Check every line of the material for the word "query". Copy those that have it.

(Information shown)

+++

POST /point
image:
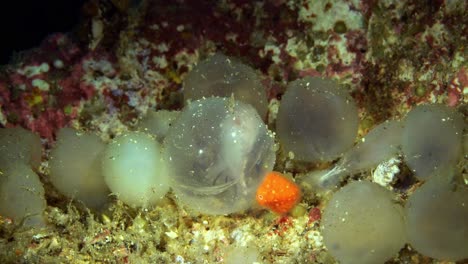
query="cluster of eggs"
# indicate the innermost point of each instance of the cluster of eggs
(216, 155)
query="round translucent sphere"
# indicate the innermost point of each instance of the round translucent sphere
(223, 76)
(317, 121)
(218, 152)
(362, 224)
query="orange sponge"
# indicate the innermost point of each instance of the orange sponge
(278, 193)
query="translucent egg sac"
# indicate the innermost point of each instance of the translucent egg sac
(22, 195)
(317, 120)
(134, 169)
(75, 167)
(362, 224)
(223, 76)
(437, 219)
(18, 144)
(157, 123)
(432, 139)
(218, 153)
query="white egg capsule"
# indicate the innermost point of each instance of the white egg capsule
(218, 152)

+++

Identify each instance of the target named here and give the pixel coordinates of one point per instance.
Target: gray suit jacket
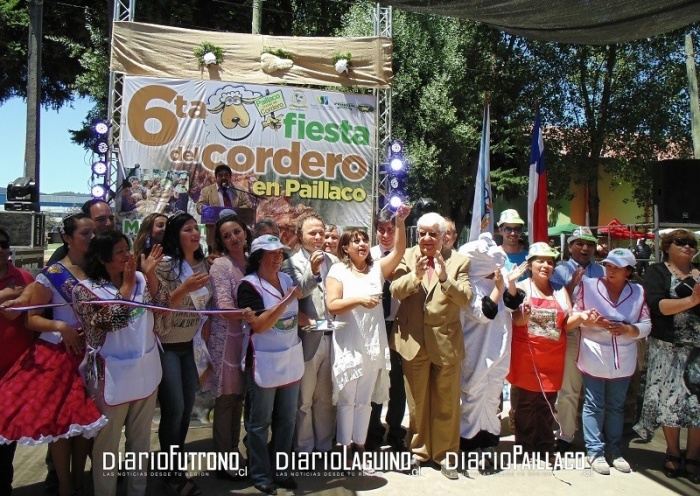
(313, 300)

+++

(Your response)
query="cluster of eggs"
query="round translucent sphere"
query="orange sponge"
query="translucent egg sac"
query="white egg capsule"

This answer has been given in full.